__WHAT TO DO__
Write out the listing below line for line, with no changes, and leave the pictures out.

__LISTED ENTRIES__
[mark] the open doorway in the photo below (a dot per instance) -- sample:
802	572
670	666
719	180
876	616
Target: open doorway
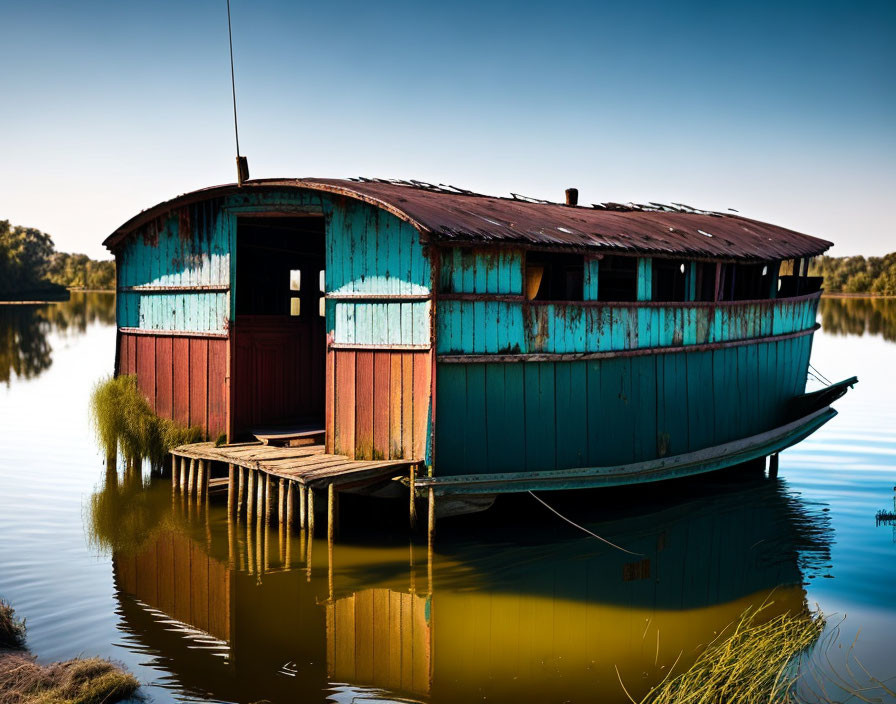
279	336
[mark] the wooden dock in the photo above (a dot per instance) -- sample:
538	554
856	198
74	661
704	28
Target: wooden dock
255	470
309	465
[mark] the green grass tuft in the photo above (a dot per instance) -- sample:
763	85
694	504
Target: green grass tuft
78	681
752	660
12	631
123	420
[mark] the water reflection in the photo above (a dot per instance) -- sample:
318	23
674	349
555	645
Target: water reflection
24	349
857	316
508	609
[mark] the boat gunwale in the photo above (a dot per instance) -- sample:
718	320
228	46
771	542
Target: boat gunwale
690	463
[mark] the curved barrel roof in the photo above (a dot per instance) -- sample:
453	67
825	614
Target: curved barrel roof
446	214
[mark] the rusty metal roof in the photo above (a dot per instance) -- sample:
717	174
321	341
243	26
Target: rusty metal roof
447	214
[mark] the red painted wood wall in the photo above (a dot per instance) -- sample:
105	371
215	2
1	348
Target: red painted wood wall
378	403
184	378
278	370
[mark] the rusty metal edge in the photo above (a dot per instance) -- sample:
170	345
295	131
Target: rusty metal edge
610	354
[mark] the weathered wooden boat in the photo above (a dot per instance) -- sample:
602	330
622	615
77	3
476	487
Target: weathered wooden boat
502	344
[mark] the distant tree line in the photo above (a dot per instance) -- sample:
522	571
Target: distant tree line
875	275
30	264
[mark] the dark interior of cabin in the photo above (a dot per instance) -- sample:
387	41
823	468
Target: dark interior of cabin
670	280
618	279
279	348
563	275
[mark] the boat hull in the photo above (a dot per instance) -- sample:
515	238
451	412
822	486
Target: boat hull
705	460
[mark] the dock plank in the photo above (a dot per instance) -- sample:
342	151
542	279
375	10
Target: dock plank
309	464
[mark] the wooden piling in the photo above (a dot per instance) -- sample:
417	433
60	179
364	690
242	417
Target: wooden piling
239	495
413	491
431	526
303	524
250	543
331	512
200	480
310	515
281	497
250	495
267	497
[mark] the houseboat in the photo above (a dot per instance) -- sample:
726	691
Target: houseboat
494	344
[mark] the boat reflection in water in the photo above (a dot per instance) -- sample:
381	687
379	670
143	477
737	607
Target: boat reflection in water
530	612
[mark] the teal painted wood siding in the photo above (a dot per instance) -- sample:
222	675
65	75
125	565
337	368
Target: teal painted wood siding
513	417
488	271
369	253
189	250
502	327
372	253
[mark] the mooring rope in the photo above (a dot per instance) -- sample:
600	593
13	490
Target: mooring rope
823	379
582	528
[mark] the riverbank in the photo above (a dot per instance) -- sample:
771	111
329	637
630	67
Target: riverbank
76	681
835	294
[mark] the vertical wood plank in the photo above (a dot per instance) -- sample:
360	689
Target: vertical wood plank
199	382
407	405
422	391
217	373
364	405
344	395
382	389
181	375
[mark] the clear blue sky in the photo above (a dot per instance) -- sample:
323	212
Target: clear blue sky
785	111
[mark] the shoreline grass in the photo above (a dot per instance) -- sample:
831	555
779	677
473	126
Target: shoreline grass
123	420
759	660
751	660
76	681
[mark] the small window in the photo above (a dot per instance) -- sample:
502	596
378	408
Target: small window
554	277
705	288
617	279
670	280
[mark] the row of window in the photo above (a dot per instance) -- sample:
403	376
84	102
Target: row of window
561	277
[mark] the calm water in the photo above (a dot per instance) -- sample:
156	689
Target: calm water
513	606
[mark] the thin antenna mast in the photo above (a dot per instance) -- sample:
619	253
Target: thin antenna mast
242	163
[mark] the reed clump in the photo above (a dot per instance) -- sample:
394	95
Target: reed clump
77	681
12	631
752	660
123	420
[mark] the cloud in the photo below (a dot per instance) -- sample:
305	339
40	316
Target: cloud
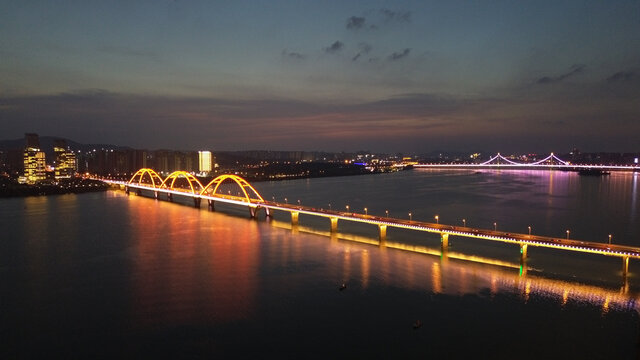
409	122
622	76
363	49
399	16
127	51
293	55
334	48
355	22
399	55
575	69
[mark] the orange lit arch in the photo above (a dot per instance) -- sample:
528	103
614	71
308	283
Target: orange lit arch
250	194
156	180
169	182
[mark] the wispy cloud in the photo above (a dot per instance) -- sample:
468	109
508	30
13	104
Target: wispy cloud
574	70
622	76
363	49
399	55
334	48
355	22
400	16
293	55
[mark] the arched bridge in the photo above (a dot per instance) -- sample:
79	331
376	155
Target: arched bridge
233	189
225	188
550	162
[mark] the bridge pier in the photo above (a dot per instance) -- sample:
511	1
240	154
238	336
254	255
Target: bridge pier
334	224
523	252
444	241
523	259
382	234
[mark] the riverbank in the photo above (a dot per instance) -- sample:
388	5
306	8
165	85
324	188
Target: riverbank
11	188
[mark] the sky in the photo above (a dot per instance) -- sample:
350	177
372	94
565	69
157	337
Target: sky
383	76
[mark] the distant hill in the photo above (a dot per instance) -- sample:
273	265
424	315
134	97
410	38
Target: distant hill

__SOLUTION__
[mark] the open doorway in the photo below (a dot per instance) -- sample:
802	572
670	666
719	180
876	616
Target: open doorway
279	336
[mark] the wooden dock in the photo above (a dot per instance) -- sample:
538	554
856	198
74	661
704	28
Target: wooden dock
255	470
309	465
[mark] the green grass tuft in the photo above (a dot per instance) -- sample:
763	85
694	504
Target: green grass tuft
78	681
752	660
12	631
123	420
[mark] the water reflection in the photo above (a dot per instance) -- sample:
318	23
674	349
555	645
Target: water reflection
24	349
857	316
508	609
[mark] the boat gunwale in the photo above (a dot per instance) -- sample:
718	320
228	46
771	542
Target: boat gunwale
690	463
[mark] the curved barrel roof in the photo above (a dot per instance) -- sample:
453	67
825	614
Target: curved barrel roof
446	214
[mark] the rusty metal roof in the photo above (a dot per instance) -- sample:
717	174
321	341
243	26
Target: rusty metal roof
447	214
[mark] the red painted wood wall in the photo above (a dot per instance) -- sample:
105	371
215	2
1	348
Target: red painted wood wall
378	403
184	378
278	370
[mark] the rusty metal edge in the photo above (a dot per instance) -- sample:
170	345
295	131
Target: rusty metal edge
610	354
[mark] the weathered wooden boat in the photo above (a dot per instance) -- sample:
602	330
622	615
77	3
476	487
Target: weathered wooden boat
502	344
[mark] the distant tree line in the photo above (a dot per instance) -- sample:
522	571
Target: distant tree line
875	275
30	264
[mark] the dark interior of cabin in the photo above (a dot per instance) -- sample:
387	41
823	468
Target: dark interior of cabin
670	280
618	279
279	348
563	275
[mark] the boat hull in the photo above (a dot per instance) -- sample:
515	238
451	412
822	486
Target: boat hull
705	460
[mark] the dock plank in the photo above (a dot per instance) -- sample:
342	151
542	279
375	10
Target: dock plank
309	464
[mark] the wooden piling in the photo above (a dot per instance) -- sample:
417	433
60	179
364	690
242	417
Target: wooden piling
239	495
413	491
431	526
303	524
250	543
331	512
200	480
310	515
281	497
250	495
267	497
[mark] the houseboat in the photo above (a dot per instance) -- sample:
726	691
Target: houseboat
494	344
[mark] the boat reflection in water in the photo above (a dot per instance) -- sample:
381	687
379	670
143	477
737	607
Target: boat reflection in water
530	612
[mark] the teal painted wood siding in the photo above (a dot per instance) -- sample:
222	675
65	75
125	565
337	368
Target: teal painted wood siding
513	417
488	271
369	253
189	250
502	327
372	253
[mark] the mooring rope in the photo above (a dot per instance) -- sample:
600	593
13	490
Target: mooring rope
823	379
582	528
[mark] the riverbank in the photo above (a dot per instance) -- sample:
771	111
329	637
630	67
Target: riverbank
76	681
835	294
[mark] the vertical wood plank in the photo above (a dot per instance) -- sample:
360	689
Target: vertical wood plank
199	382
407	405
422	391
217	373
364	405
344	395
382	389
181	375
[mark] the clear blue sky in the photo above (a dot per instance) -- sample:
323	212
Target: clear blue sky
785	111
[mark] the shoreline grass in the photo above (a dot per instance) -- sample:
831	555
779	677
473	126
Target: shoreline grass
123	420
759	660
751	660
76	681
[mark] the small window in the photo above (a dot per instance) -- sample:
502	596
378	408
Target: small window
554	277
705	288
617	279
670	280
[mark] the row of window in the photo above (a dot per instance) -- sample:
403	376
84	102
Target: row of window
561	277
[mark] the calm water in the photo above (a dot per instance) -- sample:
156	689
Target: calm water
513	606
[mark] the thin antenna mast in the photo above (a dot per instance) -- sample:
619	253
Target: thin antenna mast
242	163
[mark] the reed clump in the photo above (a dot per instance) -- sample:
394	95
Target: reed clump
77	681
12	631
752	660
123	420
[mark] the cloud in the photo below (a dot per instance) -- sample:
305	339
40	316
Target: cloud
409	122
622	76
363	49
399	16
127	51
293	55
334	48
355	22
399	55
575	69
[mark] the orange lit arch in the photo above (a dot per instance) -- sample:
528	103
614	71
308	283
Target: orange lit arch
250	194
156	180
169	182
[mark] the wispy cloud in the photo above (a dot per instance) -- sample:
468	109
508	30
13	104
Target: wispy cloud
574	70
622	76
363	49
399	55
334	48
355	22
400	16
293	55
[mark] the arched bridge in the photo above (a dot per instance) -- sample:
79	331
376	155
Target: arched bridge
233	189
225	188
550	162
[mark] the bridge pier in the photo above (a dot per instance) -- sample:
511	1
240	154
238	336
254	255
Target: bridge pier
334	224
523	252
444	241
523	259
382	234
[mark] the riverbank in the photo above (a dot per instance) -- sample:
388	5
306	8
165	85
324	188
Target: riverbank
11	188
[mark] the sky in the photo above (a dot per instance) -- sample:
350	177
372	94
565	69
157	337
Target: sky
383	76
[mark] the distant hill in the photo above (a dot per instance) -- sample:
273	265
424	315
134	97
410	38
Target: distant hill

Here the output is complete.